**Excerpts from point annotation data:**
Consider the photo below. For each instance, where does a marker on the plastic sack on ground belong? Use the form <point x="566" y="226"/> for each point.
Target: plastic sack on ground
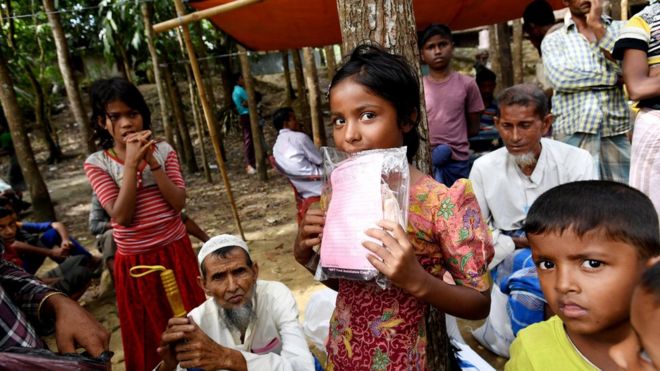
<point x="359" y="190"/>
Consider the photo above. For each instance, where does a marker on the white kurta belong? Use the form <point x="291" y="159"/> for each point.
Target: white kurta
<point x="505" y="194"/>
<point x="273" y="341"/>
<point x="296" y="154"/>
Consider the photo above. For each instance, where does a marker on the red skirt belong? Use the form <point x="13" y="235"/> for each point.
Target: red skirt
<point x="141" y="302"/>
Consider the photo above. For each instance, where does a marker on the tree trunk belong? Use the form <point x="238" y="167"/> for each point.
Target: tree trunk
<point x="303" y="110"/>
<point x="312" y="83"/>
<point x="179" y="117"/>
<point x="330" y="61"/>
<point x="54" y="151"/>
<point x="494" y="52"/>
<point x="288" y="88"/>
<point x="259" y="155"/>
<point x="75" y="100"/>
<point x="41" y="203"/>
<point x="391" y="23"/>
<point x="147" y="11"/>
<point x="518" y="72"/>
<point x="504" y="47"/>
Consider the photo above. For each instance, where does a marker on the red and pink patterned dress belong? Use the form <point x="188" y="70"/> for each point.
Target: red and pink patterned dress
<point x="375" y="329"/>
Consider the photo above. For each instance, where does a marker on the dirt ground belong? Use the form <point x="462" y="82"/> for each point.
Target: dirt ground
<point x="267" y="213"/>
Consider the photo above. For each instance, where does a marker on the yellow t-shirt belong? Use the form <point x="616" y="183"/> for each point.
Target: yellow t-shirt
<point x="545" y="346"/>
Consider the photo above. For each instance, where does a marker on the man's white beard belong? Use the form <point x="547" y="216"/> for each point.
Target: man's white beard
<point x="239" y="318"/>
<point x="524" y="160"/>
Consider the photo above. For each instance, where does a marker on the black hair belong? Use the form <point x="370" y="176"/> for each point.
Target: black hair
<point x="538" y="13"/>
<point x="222" y="253"/>
<point x="390" y="77"/>
<point x="5" y="212"/>
<point x="621" y="212"/>
<point x="281" y="116"/>
<point x="432" y="30"/>
<point x="484" y="74"/>
<point x="524" y="95"/>
<point x="650" y="281"/>
<point x="106" y="91"/>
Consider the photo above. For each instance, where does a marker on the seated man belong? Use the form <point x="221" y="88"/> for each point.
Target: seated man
<point x="29" y="308"/>
<point x="73" y="273"/>
<point x="296" y="154"/>
<point x="246" y="324"/>
<point x="506" y="183"/>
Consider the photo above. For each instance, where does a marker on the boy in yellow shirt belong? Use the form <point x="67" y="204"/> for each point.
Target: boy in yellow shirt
<point x="590" y="242"/>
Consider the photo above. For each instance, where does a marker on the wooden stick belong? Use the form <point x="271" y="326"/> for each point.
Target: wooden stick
<point x="248" y="81"/>
<point x="184" y="19"/>
<point x="208" y="114"/>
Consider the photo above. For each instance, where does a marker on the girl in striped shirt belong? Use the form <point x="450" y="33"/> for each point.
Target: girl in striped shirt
<point x="138" y="182"/>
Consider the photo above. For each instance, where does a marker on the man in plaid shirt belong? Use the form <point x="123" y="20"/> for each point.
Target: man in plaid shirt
<point x="588" y="103"/>
<point x="28" y="308"/>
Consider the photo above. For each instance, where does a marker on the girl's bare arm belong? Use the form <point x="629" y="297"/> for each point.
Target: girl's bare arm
<point x="636" y="75"/>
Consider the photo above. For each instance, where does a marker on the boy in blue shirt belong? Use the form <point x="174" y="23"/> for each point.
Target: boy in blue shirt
<point x="590" y="241"/>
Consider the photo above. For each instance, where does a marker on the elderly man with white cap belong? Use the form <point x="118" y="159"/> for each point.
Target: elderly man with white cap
<point x="246" y="324"/>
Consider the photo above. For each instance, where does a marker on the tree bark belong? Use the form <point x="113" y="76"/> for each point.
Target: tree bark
<point x="259" y="155"/>
<point x="518" y="72"/>
<point x="288" y="88"/>
<point x="331" y="63"/>
<point x="70" y="84"/>
<point x="147" y="12"/>
<point x="180" y="119"/>
<point x="506" y="59"/>
<point x="312" y="83"/>
<point x="303" y="110"/>
<point x="494" y="52"/>
<point x="391" y="23"/>
<point x="41" y="202"/>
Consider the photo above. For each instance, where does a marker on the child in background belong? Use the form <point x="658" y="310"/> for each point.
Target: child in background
<point x="453" y="106"/>
<point x="591" y="241"/>
<point x="138" y="182"/>
<point x="641" y="350"/>
<point x="374" y="103"/>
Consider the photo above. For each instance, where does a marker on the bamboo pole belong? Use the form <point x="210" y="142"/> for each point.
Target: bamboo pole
<point x="254" y="118"/>
<point x="184" y="19"/>
<point x="303" y="109"/>
<point x="330" y="61"/>
<point x="312" y="83"/>
<point x="517" y="52"/>
<point x="288" y="88"/>
<point x="208" y="115"/>
<point x="147" y="11"/>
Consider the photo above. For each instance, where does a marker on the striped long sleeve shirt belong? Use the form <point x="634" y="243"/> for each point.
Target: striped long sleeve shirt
<point x="21" y="297"/>
<point x="587" y="96"/>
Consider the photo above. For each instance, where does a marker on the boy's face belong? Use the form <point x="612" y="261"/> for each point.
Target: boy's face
<point x="641" y="350"/>
<point x="437" y="52"/>
<point x="8" y="229"/>
<point x="588" y="282"/>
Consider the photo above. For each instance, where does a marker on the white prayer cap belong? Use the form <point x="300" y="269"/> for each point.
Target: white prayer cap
<point x="219" y="242"/>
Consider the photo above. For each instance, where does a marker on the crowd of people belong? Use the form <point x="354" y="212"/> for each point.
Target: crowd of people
<point x="553" y="238"/>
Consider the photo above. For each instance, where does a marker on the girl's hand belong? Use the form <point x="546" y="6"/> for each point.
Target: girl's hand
<point x="309" y="235"/>
<point x="396" y="257"/>
<point x="137" y="145"/>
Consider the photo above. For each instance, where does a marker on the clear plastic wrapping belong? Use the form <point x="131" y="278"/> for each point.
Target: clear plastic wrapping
<point x="359" y="190"/>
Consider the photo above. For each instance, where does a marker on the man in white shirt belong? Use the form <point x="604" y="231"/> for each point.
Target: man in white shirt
<point x="296" y="154"/>
<point x="246" y="324"/>
<point x="506" y="183"/>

**Exercise:** Your output consists solely of the lines from the one with "on the boy's" through the last line, copied exactly.

**Completed exercise:**
Consider the photo above. For each instance, where does a marker on the boy's face belong? Use the form <point x="612" y="261"/> for each point.
Target: boy's face
<point x="641" y="350"/>
<point x="437" y="52"/>
<point x="8" y="229"/>
<point x="588" y="282"/>
Consider the photo above. For each instance, where does a marker on the white prayer cap belong? Use the form <point x="300" y="269"/> for each point.
Target: white prayer cap
<point x="219" y="242"/>
Consider the photo above. For each instance, where does a marker on the crowd of people belong? Use the form <point x="354" y="212"/> for each point.
Target: crowd of people
<point x="553" y="238"/>
Consider the photo above. For each instance, where does a marker on the girl's hand belong? Use the form <point x="546" y="6"/> for each point.
Target: girl's hand
<point x="309" y="235"/>
<point x="396" y="257"/>
<point x="137" y="145"/>
Consider the photo above. For each instance, where does a marker on the clear plastic wrapping belong? Use the form <point x="131" y="278"/> for each point.
Target: clear plastic wrapping
<point x="359" y="190"/>
Consider the photo above. For each instance, where does a marker on the man in white shirt belong? Use the form <point x="604" y="231"/> for each point.
Target: man in white shirt
<point x="296" y="154"/>
<point x="246" y="324"/>
<point x="506" y="183"/>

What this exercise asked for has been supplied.